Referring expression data
☆ ☆ ☆

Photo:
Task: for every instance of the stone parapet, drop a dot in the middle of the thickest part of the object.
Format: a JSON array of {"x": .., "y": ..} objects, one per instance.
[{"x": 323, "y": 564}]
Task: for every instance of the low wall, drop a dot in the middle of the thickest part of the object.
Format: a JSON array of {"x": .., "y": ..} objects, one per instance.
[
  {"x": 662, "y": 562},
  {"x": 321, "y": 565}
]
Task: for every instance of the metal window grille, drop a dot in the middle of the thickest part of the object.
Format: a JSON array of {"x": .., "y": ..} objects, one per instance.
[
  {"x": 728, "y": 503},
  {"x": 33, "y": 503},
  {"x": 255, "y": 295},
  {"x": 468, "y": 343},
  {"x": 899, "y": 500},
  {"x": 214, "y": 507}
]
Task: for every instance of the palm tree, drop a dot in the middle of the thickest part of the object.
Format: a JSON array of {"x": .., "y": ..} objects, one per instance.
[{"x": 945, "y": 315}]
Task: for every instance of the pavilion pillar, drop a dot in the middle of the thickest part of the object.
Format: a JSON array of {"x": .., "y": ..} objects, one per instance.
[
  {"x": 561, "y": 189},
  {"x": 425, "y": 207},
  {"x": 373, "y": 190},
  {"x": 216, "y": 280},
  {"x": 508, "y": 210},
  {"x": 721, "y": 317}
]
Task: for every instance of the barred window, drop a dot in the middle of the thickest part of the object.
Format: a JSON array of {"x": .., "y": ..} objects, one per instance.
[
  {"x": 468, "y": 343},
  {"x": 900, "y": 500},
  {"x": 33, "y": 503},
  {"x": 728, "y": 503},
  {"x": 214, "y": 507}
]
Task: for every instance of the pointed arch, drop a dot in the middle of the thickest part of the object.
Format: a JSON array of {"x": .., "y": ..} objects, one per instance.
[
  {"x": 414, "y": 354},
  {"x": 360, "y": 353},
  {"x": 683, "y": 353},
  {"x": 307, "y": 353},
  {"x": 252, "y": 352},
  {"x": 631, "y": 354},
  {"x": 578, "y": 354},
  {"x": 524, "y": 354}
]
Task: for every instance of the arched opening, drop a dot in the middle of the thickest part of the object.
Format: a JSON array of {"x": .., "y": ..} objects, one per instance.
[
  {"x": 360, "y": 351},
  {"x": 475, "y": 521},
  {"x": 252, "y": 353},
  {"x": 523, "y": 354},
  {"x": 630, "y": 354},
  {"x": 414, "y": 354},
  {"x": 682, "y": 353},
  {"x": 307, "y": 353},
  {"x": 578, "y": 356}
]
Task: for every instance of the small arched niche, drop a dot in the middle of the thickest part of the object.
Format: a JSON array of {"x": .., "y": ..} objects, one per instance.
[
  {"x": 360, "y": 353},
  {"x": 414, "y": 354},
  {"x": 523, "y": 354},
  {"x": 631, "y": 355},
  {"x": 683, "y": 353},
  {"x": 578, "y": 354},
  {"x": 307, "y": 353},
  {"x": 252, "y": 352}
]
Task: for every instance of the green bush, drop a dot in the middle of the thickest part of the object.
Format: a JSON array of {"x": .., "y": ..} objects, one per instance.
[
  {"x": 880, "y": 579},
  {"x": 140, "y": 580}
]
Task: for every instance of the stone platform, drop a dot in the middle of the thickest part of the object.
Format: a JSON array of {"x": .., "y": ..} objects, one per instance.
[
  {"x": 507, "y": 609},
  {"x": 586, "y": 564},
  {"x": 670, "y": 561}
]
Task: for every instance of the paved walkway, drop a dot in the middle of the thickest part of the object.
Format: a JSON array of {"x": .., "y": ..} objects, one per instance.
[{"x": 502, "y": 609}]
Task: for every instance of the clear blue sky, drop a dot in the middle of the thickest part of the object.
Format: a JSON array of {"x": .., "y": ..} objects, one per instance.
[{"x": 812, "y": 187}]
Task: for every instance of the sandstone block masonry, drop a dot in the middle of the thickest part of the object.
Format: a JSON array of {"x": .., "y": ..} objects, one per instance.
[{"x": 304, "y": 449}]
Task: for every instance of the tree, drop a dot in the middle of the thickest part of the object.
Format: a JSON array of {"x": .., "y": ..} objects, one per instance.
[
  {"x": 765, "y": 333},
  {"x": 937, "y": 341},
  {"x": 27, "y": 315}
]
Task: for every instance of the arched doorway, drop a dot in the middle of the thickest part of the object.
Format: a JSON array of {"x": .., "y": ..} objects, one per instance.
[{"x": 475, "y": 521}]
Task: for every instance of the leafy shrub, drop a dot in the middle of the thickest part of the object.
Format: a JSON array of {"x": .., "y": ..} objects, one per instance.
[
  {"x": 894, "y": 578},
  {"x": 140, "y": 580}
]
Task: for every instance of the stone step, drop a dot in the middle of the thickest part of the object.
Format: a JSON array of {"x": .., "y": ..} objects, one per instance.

☆ ☆ ☆

* [Problem requirements]: Print the first line of the records above and each line after it, exactly, through the line with "Task: for every instance of the metal".

* [Result for this exercise]:
Photo:
Task: for every instance of the stone parapet, drop a dot in the middle of the thickest part of the object.
Format: a JSON array of {"x": .., "y": ..} objects, one per instance.
[{"x": 323, "y": 564}]
Task: for every instance of the low wall, drop a dot in the middle of the thickest part of the object.
Format: a JSON array of {"x": .., "y": ..} objects, one per instance.
[
  {"x": 662, "y": 562},
  {"x": 321, "y": 565}
]
Task: for every instance of the metal window grille, drop a dot in the middle of the thickest part of the object.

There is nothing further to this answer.